Pointing dataset listing:

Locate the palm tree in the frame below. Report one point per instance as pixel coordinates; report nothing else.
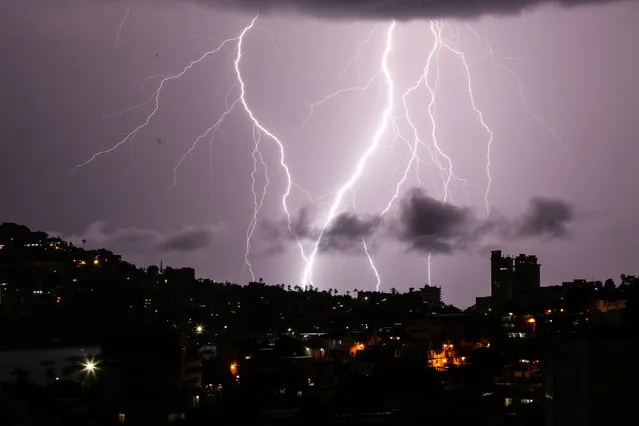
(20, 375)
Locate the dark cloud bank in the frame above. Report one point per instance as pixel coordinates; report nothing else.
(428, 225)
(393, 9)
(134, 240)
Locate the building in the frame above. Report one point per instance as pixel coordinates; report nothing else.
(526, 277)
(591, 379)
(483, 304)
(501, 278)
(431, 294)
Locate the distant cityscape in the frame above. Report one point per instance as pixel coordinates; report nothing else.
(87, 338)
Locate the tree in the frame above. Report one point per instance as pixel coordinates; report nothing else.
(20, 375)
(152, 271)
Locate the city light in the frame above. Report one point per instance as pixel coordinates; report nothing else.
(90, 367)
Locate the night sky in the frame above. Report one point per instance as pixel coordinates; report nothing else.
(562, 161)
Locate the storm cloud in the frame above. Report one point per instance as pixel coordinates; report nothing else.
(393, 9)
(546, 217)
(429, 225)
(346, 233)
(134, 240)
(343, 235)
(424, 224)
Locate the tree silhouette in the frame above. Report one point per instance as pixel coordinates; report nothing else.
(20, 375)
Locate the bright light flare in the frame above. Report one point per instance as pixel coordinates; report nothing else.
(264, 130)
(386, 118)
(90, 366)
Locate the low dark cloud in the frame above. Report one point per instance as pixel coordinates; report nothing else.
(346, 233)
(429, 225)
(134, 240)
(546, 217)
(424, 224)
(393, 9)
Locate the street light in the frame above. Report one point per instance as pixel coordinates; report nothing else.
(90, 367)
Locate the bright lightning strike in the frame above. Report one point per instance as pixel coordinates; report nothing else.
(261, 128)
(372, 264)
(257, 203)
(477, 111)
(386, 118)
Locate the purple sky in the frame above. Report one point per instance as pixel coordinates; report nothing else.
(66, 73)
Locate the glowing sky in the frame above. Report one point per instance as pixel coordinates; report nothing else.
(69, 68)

Set exercise: Rewrite the entire listing above, changing every "frame" to "image" and keeping everything else the same. Leave the pictures out.

Written reply:
Locate the palm tree in the image below. Report one point per instance as pixel coordinates; report nothing else.
(20, 375)
Locate the dark cloud bank in the image above. Report one point per instance as pixel coordinates; report nothing else.
(428, 225)
(393, 9)
(134, 240)
Locate the building in the image above. Report one point per instance as pixel coordinates; report nothing else.
(526, 277)
(591, 379)
(483, 304)
(501, 278)
(431, 294)
Locate the distant cityscape in the image above. Report one point per instance as pixel coordinates; report nothing else.
(87, 338)
Locate the tree in the image above. Report one point per instance as pixel coordinates; report nothing else.
(20, 375)
(152, 271)
Locate the city light in the image above. Report one point per instance as pixel coordinates; report nothing else.
(90, 367)
Locate the night sky in the image above. Report one point per instance as pixel coordinates; report nothing else.
(562, 161)
Locate the storm cloud in the image above. Report one point per instance as pixel coordinates; report nothing else.
(393, 9)
(546, 217)
(429, 225)
(346, 233)
(134, 240)
(343, 235)
(424, 224)
Locate the tree silhouette in the image above. Report one point per instance as pixel coordinates; report nothing else.
(20, 375)
Locate the bright light flare in the image above. Report one point per instance as pixel coordinates; report nothing else.
(264, 130)
(386, 118)
(90, 366)
Locate the low dark cloud in the image above. Report one point per instance as pixel coordinates; report nothing else.
(346, 233)
(429, 225)
(134, 240)
(546, 217)
(424, 224)
(393, 9)
Locate the street light in the image above. Report one point per instance as pixel coordinates; report nothing else.
(90, 367)
Locate the bright lightning strike in the image above. Report one point per instance as pixel coordinates; report nothing else.
(261, 128)
(372, 264)
(257, 203)
(477, 111)
(386, 118)
Locate the purple sky in the image above. Report one point per instance as pixel coordinates; report nothing else.
(66, 73)
Locate the glowing sky in the image above. Report one point per instance as pixel coordinates; report nothing else.
(69, 68)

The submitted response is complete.